### TASK OBJECTIVE
Look through the entries below and count the lines with the word "landing" in them; give only the number.
#### RECORDS FOR THE TASK
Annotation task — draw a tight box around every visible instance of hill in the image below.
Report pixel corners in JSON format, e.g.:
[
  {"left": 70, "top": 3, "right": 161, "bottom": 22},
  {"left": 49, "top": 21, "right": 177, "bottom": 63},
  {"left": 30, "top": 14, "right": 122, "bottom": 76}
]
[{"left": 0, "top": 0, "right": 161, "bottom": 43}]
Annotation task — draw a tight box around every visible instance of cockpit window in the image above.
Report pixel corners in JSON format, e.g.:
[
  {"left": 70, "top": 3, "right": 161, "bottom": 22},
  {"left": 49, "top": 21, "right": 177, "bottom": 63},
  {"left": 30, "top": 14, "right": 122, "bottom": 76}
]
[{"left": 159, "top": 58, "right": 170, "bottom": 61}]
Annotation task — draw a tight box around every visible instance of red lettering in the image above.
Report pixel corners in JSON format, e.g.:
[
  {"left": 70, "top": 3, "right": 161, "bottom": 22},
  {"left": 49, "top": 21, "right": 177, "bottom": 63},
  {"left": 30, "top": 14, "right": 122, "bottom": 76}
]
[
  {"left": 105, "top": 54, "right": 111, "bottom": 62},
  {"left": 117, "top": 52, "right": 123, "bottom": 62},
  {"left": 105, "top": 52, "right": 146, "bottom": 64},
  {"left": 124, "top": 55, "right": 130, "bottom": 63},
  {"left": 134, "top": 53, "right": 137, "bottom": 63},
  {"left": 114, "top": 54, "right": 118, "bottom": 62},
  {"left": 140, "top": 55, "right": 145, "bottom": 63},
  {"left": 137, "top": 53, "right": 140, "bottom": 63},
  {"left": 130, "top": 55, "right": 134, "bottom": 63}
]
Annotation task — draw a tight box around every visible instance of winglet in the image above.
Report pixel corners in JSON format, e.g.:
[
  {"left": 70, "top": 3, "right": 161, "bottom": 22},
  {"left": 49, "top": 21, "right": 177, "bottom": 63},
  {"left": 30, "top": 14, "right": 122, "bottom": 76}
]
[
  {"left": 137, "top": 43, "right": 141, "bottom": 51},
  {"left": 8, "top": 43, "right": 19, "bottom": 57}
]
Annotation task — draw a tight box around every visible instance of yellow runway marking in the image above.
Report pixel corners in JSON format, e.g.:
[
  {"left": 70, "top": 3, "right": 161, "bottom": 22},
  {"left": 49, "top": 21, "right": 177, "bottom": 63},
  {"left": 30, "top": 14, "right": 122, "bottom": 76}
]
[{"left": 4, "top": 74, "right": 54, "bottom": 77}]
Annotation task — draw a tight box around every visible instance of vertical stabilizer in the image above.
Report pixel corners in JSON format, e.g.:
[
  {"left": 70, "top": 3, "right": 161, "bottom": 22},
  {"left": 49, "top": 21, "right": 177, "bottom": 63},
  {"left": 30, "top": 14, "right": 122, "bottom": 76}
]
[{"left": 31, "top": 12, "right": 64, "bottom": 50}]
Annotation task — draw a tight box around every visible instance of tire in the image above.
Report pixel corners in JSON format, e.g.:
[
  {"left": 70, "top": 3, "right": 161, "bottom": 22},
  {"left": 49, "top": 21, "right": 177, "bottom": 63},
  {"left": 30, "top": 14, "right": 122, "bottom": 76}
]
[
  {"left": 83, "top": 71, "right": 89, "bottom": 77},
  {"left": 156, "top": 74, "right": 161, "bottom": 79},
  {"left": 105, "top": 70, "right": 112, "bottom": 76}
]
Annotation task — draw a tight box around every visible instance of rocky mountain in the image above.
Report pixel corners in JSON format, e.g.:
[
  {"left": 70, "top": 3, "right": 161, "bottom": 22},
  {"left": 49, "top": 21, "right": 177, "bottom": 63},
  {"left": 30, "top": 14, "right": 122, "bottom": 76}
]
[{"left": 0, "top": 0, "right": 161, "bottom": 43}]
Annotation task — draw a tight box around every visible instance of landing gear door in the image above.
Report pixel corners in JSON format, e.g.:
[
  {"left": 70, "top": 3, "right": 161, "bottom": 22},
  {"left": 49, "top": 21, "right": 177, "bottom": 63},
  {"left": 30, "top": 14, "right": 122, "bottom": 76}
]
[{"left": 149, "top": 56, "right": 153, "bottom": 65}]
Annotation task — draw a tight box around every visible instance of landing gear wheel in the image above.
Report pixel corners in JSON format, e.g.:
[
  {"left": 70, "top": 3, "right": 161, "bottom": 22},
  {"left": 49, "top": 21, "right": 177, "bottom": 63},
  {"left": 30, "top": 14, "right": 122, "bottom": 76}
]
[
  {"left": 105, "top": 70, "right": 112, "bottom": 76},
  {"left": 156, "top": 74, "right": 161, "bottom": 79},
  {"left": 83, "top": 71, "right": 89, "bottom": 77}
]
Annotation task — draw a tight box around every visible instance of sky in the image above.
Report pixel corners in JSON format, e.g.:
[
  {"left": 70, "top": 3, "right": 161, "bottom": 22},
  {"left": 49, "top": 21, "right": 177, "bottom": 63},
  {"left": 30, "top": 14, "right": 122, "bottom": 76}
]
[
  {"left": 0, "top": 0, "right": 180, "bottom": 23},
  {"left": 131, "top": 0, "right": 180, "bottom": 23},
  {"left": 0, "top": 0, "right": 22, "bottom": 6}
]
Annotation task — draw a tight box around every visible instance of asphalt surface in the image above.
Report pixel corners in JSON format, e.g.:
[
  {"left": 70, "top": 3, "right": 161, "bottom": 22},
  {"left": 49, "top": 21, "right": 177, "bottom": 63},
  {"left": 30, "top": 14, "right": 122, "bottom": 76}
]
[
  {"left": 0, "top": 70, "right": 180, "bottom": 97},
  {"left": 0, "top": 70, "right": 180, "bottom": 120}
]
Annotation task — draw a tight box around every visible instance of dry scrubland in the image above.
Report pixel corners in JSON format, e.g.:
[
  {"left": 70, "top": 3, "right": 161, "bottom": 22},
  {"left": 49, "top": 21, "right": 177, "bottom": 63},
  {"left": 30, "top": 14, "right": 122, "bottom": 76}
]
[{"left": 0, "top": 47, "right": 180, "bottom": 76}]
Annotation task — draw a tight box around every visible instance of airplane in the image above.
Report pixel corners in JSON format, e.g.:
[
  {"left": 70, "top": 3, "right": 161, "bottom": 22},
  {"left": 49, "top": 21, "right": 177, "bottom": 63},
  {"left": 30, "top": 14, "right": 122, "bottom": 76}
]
########
### WORKED SOLUTION
2